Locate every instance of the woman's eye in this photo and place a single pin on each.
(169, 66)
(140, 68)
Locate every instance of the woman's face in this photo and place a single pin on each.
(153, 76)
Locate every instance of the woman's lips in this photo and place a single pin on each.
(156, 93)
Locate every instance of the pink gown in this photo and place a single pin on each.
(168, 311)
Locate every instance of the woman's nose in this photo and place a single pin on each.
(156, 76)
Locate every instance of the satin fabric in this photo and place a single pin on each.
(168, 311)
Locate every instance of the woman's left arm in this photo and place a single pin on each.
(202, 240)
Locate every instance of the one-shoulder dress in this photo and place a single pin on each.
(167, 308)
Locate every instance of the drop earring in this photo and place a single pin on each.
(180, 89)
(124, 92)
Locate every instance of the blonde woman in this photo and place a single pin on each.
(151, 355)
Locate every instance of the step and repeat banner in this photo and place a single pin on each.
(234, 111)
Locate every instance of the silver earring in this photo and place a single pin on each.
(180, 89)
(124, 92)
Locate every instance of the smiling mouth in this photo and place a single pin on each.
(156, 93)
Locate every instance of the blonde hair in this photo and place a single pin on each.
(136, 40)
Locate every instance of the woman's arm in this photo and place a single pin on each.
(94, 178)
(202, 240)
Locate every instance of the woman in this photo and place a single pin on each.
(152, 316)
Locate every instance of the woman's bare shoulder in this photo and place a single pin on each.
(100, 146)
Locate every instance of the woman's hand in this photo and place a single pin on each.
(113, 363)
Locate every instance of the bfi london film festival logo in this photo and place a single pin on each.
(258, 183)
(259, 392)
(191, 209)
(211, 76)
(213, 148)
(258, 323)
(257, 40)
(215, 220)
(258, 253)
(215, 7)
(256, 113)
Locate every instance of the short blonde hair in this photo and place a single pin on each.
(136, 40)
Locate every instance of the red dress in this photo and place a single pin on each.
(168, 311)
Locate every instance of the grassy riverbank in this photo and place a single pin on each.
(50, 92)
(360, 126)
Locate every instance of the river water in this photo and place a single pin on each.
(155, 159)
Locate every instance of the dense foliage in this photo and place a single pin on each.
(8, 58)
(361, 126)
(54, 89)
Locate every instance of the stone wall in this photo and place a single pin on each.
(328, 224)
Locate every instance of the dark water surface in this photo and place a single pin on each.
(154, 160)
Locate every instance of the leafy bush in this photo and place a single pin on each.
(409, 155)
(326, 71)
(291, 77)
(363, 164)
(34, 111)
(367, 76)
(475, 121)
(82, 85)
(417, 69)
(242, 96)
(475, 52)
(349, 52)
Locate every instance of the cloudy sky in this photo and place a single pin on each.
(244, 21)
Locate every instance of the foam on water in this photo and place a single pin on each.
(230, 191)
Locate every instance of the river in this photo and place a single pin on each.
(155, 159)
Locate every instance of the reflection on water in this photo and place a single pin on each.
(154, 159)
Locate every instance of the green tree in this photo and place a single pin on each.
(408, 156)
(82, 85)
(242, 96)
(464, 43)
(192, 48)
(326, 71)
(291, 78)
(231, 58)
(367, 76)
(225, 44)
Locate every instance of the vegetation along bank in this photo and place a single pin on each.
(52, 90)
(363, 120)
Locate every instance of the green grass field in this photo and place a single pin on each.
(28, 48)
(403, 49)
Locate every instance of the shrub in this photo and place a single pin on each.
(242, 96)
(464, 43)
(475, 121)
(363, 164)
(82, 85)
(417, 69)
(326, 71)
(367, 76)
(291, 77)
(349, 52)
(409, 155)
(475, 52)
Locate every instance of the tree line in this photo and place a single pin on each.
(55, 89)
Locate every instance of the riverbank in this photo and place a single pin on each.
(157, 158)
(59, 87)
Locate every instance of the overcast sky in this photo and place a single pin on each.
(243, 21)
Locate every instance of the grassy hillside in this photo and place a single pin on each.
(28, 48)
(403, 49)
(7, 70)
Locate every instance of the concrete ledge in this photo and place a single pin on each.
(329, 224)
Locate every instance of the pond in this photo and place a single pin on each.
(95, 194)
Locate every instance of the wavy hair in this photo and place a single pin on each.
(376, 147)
┄┄┄┄┄┄┄┄┄┄┄┄┄┄┄┄┄┄┄┄
Restate the entries above, keeping every word intact.

ANSWER TO THIS EXERCISE:
Locate every instance of the woman's eye in this photo and place a single pin on each.
(169, 66)
(140, 68)
Locate every instance of the woman's face in this photo and place a single pin on each.
(153, 76)
Locate every instance of the woman's lips in this photo and place a single pin on each.
(156, 93)
Locate every instance of the pink gown in this photo and place a single pin on each.
(168, 311)
Locate every instance of the woman's nose in this photo and place a single pin on each.
(156, 76)
Locate every instance of the satin fabric in this photo and place a single pin on each.
(168, 311)
Locate every instance of the woman's left arm in this photo and place a single pin on each.
(202, 240)
Locate every instance of the one-shoulder dress in this photo and place a single pin on each.
(167, 308)
Locate every instance of the drop earring in this photo and place a single pin on each.
(180, 89)
(124, 92)
Locate every instance of the blonde woman in this photo and place a single pin on each.
(151, 355)
Locate every instance of the step and repeat banner in this photo and place a single pin on each.
(234, 111)
Locate every instance of the silver earring in this photo and place a single pin on each.
(180, 89)
(124, 92)
Locate every instance of the smiling mouth in this photo and place a single pin on each.
(156, 93)
Locate every instance of the blonde hair in this photo and place a single pin on each.
(136, 40)
Locate every instance of the woman's arm in this photo and place a single pin on each.
(94, 178)
(202, 240)
Locate every instance of the woman in this photo and place a single pin on each.
(152, 316)
Locate every instance of the woman's bare shoulder in this photo and place a single pin on each.
(100, 146)
Locate every instance of the woman's hand in this photo and place a single pin on each.
(113, 363)
Locate every instance of the bfi london film festival logo in this photo and place a single pin on each.
(258, 183)
(259, 392)
(191, 209)
(211, 76)
(213, 148)
(258, 323)
(257, 40)
(215, 220)
(258, 253)
(215, 7)
(256, 113)
Locate every instance of the short blonde hair in this photo and place a single pin on each.
(136, 40)
Locate every instance of the red dress in this photo and place a single pin on each.
(168, 311)
Locate every instance of the grassy riverbank in this photo and place a single pin on each.
(50, 92)
(360, 126)
Locate every instance of the river water in this photo and place a single pin on each.
(155, 159)
Locate every instance of the dense foliage in this photo and place a single pin on each.
(8, 58)
(361, 126)
(54, 89)
Locate every instance of the stone wall in this photo and place a single pin on each.
(328, 224)
Locate every instance of the dark water surface in this photo and place a single pin on each.
(154, 160)
Locate every instance of the leafy bush in this photo and place a single pin on each.
(409, 155)
(326, 71)
(291, 77)
(363, 164)
(34, 111)
(367, 76)
(475, 121)
(82, 85)
(417, 69)
(242, 96)
(475, 52)
(349, 52)
Locate every instance of the cloudy sky in this photo and place a single pin on each.
(244, 21)
Locate every instance of the foam on water in this photo and place a single pin on each.
(230, 191)
Locate every instance of the river in this photo and place a single pin on each.
(155, 159)
Locate every instance of the reflection on water in this photo and place a single pin on each.
(154, 159)
Locate every instance of the green tree in this photo and place a single pin on each.
(408, 156)
(82, 85)
(242, 96)
(464, 43)
(192, 48)
(326, 71)
(291, 78)
(231, 58)
(367, 76)
(225, 44)
Locate every instance of the vegetation along bank in this photo and place a single pin on each.
(52, 90)
(363, 120)
Locate every instance of the green grass field in this photo and place a single pin on each.
(28, 48)
(403, 49)
Locate every instance of the shrub in this photo and place a single pin on each.
(242, 96)
(464, 43)
(475, 121)
(363, 164)
(82, 85)
(417, 69)
(326, 71)
(367, 76)
(291, 77)
(349, 52)
(409, 155)
(475, 52)
Locate every instance of the tree line in this photo and place a single pin on each.
(55, 89)
Locate every instance of the riverbank in this photo and place a single pin on each.
(157, 158)
(59, 87)
Locate every instance of the overcast sky in this photo and place a single pin on each.
(243, 21)
Locate every instance of the grassy hillside in this photo and place a single pin on each.
(28, 48)
(403, 49)
(7, 70)
Locate every instance of the concrete ledge in this photo and place a single pin on each.
(329, 224)
Locate every instance of the pond in this photo and place a single pin on each.
(95, 194)
Locate every instance of the wavy hair in this photo and place a single pin on each.
(376, 147)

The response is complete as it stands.